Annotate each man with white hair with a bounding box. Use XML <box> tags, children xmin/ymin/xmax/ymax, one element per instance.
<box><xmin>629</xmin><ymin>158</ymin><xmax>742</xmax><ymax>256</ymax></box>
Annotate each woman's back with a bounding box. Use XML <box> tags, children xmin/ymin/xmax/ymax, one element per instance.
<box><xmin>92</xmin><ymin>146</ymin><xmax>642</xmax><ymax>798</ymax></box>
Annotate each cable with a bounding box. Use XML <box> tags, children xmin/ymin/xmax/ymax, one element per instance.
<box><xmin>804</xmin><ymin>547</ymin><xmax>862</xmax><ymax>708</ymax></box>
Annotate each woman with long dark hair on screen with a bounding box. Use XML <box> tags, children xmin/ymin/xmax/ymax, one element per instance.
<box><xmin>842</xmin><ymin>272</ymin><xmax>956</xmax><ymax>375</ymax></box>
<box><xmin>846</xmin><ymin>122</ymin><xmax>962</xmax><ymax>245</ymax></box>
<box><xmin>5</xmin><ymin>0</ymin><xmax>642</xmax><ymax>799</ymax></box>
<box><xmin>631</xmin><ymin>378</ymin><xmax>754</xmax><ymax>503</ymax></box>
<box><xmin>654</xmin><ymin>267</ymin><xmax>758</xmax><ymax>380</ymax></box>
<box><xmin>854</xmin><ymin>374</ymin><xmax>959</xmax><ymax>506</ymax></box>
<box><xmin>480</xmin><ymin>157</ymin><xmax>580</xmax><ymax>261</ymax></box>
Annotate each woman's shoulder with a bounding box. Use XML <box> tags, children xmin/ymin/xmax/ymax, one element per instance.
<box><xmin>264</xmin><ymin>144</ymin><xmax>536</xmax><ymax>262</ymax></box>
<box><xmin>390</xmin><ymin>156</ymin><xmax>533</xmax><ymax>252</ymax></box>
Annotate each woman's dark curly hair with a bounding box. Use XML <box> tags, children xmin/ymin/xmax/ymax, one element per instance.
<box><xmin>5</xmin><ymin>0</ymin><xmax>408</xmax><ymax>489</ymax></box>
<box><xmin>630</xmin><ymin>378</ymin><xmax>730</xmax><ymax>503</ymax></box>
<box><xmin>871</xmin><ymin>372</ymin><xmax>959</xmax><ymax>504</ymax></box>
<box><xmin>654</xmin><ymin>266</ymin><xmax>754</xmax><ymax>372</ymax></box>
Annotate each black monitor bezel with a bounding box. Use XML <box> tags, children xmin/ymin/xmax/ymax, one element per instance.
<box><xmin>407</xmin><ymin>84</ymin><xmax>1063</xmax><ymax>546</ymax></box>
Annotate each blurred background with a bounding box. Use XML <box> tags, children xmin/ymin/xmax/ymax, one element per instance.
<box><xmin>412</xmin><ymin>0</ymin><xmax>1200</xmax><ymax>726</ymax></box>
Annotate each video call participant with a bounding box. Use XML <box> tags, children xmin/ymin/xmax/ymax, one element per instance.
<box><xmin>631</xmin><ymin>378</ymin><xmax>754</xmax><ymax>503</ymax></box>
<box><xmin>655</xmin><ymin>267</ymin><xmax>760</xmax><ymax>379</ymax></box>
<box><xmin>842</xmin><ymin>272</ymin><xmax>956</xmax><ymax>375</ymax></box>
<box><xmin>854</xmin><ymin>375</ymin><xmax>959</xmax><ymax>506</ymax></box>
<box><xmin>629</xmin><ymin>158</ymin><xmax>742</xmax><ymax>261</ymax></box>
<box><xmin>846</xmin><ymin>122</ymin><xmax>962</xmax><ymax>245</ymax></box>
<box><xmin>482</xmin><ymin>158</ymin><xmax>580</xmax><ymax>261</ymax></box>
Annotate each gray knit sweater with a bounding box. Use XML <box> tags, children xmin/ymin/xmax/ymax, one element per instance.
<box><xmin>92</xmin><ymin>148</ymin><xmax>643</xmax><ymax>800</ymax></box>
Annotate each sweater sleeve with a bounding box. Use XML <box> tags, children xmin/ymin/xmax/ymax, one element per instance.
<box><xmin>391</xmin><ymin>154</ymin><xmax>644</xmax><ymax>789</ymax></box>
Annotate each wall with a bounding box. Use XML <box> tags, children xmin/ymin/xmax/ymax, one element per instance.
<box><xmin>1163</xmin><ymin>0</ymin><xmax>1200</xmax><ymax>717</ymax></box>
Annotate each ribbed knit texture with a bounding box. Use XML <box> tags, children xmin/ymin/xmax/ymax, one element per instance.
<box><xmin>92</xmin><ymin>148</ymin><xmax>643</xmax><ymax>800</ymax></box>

--------------------------------------------------

* AIM OF THE TASK
Copy out the material above word for word, from the first line to the last.

* RIGHT ANSWER
Annotate each man with white hair with a bounding box. Use XML <box> tags, children xmin/ymin/xmax/ymax, one element per instance.
<box><xmin>629</xmin><ymin>158</ymin><xmax>742</xmax><ymax>256</ymax></box>
Annotate each woman's back with a bounding box. Use XML <box> tags, children xmin/ymin/xmax/ymax, one element per instance.
<box><xmin>92</xmin><ymin>146</ymin><xmax>642</xmax><ymax>798</ymax></box>
Annotate each cable with a bounding box. Use XML <box> tags, children xmin/ymin/xmax/ymax, one element per instance.
<box><xmin>804</xmin><ymin>547</ymin><xmax>862</xmax><ymax>708</ymax></box>
Annotate each woman with long dark hair on screen with a bounding box. Use XML <box> tags, children xmin/ymin/xmax/ymax, one element per instance.
<box><xmin>842</xmin><ymin>272</ymin><xmax>956</xmax><ymax>375</ymax></box>
<box><xmin>846</xmin><ymin>122</ymin><xmax>962</xmax><ymax>245</ymax></box>
<box><xmin>5</xmin><ymin>0</ymin><xmax>642</xmax><ymax>799</ymax></box>
<box><xmin>631</xmin><ymin>378</ymin><xmax>754</xmax><ymax>503</ymax></box>
<box><xmin>654</xmin><ymin>267</ymin><xmax>758</xmax><ymax>380</ymax></box>
<box><xmin>854</xmin><ymin>374</ymin><xmax>959</xmax><ymax>506</ymax></box>
<box><xmin>480</xmin><ymin>157</ymin><xmax>580</xmax><ymax>261</ymax></box>
Annotate each woman's shoulder with a bounding box. Use XML <box> tags, children xmin/ymin/xmax/ymax, one element per instance.
<box><xmin>264</xmin><ymin>144</ymin><xmax>536</xmax><ymax>262</ymax></box>
<box><xmin>390</xmin><ymin>156</ymin><xmax>533</xmax><ymax>252</ymax></box>
Annotate each woman's dark curly hair with a bounding box. Use XML <box> tags, children xmin/ymin/xmax/ymax, one element per instance.
<box><xmin>5</xmin><ymin>0</ymin><xmax>408</xmax><ymax>489</ymax></box>
<box><xmin>630</xmin><ymin>378</ymin><xmax>730</xmax><ymax>503</ymax></box>
<box><xmin>871</xmin><ymin>372</ymin><xmax>959</xmax><ymax>504</ymax></box>
<box><xmin>654</xmin><ymin>266</ymin><xmax>754</xmax><ymax>372</ymax></box>
Annotate each black monitor bezel with a bounding box. Use XML <box> tags, children xmin/ymin/xmax/ymax, one element per instance.
<box><xmin>407</xmin><ymin>84</ymin><xmax>1063</xmax><ymax>546</ymax></box>
Annotate each blurred background with a bounding box. Use XML <box> tags, children xmin/ymin/xmax/ymax, one element per instance.
<box><xmin>412</xmin><ymin>0</ymin><xmax>1200</xmax><ymax>726</ymax></box>
Annotate each video call participant with a bounding box. Use XML <box> tags, children xmin/ymin/xmax/ymax, one element per instance.
<box><xmin>631</xmin><ymin>378</ymin><xmax>754</xmax><ymax>503</ymax></box>
<box><xmin>655</xmin><ymin>267</ymin><xmax>760</xmax><ymax>379</ymax></box>
<box><xmin>842</xmin><ymin>272</ymin><xmax>956</xmax><ymax>375</ymax></box>
<box><xmin>854</xmin><ymin>375</ymin><xmax>959</xmax><ymax>506</ymax></box>
<box><xmin>629</xmin><ymin>158</ymin><xmax>742</xmax><ymax>261</ymax></box>
<box><xmin>846</xmin><ymin>122</ymin><xmax>962</xmax><ymax>245</ymax></box>
<box><xmin>482</xmin><ymin>158</ymin><xmax>580</xmax><ymax>261</ymax></box>
Annotate each gray knit sweater with a bounding box. Use XML <box> tags, children xmin/ymin/xmax/ymax, one element per instance.
<box><xmin>92</xmin><ymin>148</ymin><xmax>643</xmax><ymax>800</ymax></box>
Annotate each sweater sleeve with a bounding box. Use XML <box> tags, children xmin/ymin/xmax/ymax, one element per instance.
<box><xmin>391</xmin><ymin>154</ymin><xmax>644</xmax><ymax>789</ymax></box>
Annotate each wall with a bounding box. Use XML <box> tags, children xmin/ymin/xmax/ymax, one element per instance.
<box><xmin>1163</xmin><ymin>0</ymin><xmax>1200</xmax><ymax>717</ymax></box>
Annotate each ribbed knit texture with a bounding box. Use XML <box> tags, children xmin/ymin/xmax/ymax, one element per instance.
<box><xmin>92</xmin><ymin>148</ymin><xmax>643</xmax><ymax>800</ymax></box>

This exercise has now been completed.